● **Text shown**:
This notebook was produced as part of a team of 3 and formed part of the submission for an NLP Coursework
All of the code that we have produced is present in a .ipynb file, which should be run using Google Colab. The code that we have provided aims to predict the quality of a machine translated sentence, where the translation is between English and German sentences. The data consists of pairs of English sentences and their machine-translated counterparts. The labels for this task were a direct assessment (DA) score for each sentence. The DA score is given by humans, where 0 is the lowest possible quality, and 100 is a perfect translation. The DA scores were presented in a z-standardised form per annotator.
Thus the task of the is to predict the DA score for new pairs of source sentences and their machine translations.
The code provided is split into the follwing sections:
Importing data and setting up GPU
Computing sentence embeddings using the 'FLAIR' library: pre-processing the data and getting the training and validation sets
Computing embeddings using the pre-trained BERT: pre-processing the data and getting the training and validation sets
Pytorch Neural Network Regressor
Other Regressors that we experimented with
Writing results into a .txt file
Our code uses the follwing libraries:
- IO module - provided Python interfaces for stream handling
- Torch - a library for creating neural networks and data handling
- Flair - a library for computing sentence embeddings
- Scipy - a stats based library for data evaluation
- nltk - a library specialising in natural language processing
- spacy - a library for data handling
- transformers - a library such that we can import BERT modules
- SKLearn - a library to train regressors and neural networks
- Keras - a library specilalising in building neural networks
All of the above libraries need to be installed in order to run our .ipynb file. We have included all of the install commands in the file, therefore if you run each cell one after another each library will be installed.

● **The data**:

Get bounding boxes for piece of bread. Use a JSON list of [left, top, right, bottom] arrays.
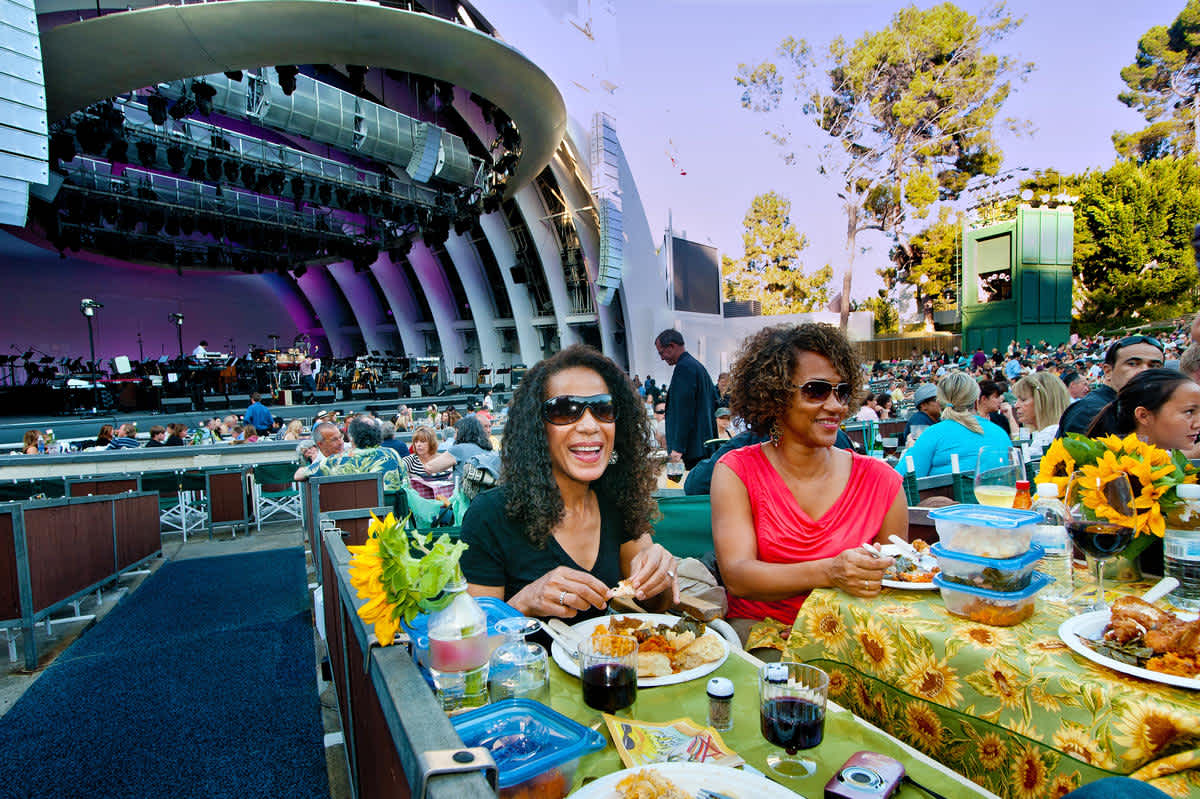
[[637, 651, 673, 677]]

● **Work to complete**:
(a) Reproduce the notebook description word for word, starting at "This notebook was" and ending at "their machine translations.".
(b) Pick up the notebook description where it stops and write what comes next.

● **Your responses**:
(a)
This notebook was produced as part of a team of 3 and formed part of the submission for an NLP Coursework
All of the code that we have produced is present in a .ipynb file, which should be run using Google Colab. The code that we have provided aims to predict the quality of a machine translated sentence, where the translation is between English and German sentences. The data consists of pairs of English sentences and their machine-translated counterparts. The labels for this task were a direct assessment (DA) score for each sentence. The DA score is given by humans, where 0 is the lowest possible quality, and 100 is a perfect translation. The DA scores were presented in a z-standardised form per annotator.
Thus the task of the is to predict the DA score for new pairs of source sentences and their machine translations.

(b)
The code is in a .ipynb file, which is in jupyter-notebook form. The code is split into sections that are meant to be run in chronological order. If one does not run the code in the correct order then necessary packages/libraries will not be installed/imported and the code will not run. I have split how to run the code into the follwing steps:
- The first step is to download the required data that will be using, which inclued the English German sentences, as well as the associated translation scores.
- Next there is the data manipulation using NLP techniques and the BERT and FLAIR libraries. This section uses techniques to make the data easier to manipulate with our regressors, which will help us to evaluate the translations.
- To use FLAIR embeddings run all of the cells under the 'Computing Sentence Embeddings - FLAIR library'. FLAIR embeddings only return vectors.
- To get BERT embeddings run all cells under 'Computing Embeddings - pretrained BERT'
- To run PyTorch NN regressor run all cells under 'Pytorch NN Regressor'
- The PyTorch NN regressor requires vector inputs. To return vector from the BERT embedding set pooling_fn=None
de_train_mt = get_bert_embeddings("./train.ende.mt",'de', pooling_fcn=None)
- To run other regression methods run cells under 'Other regressors'.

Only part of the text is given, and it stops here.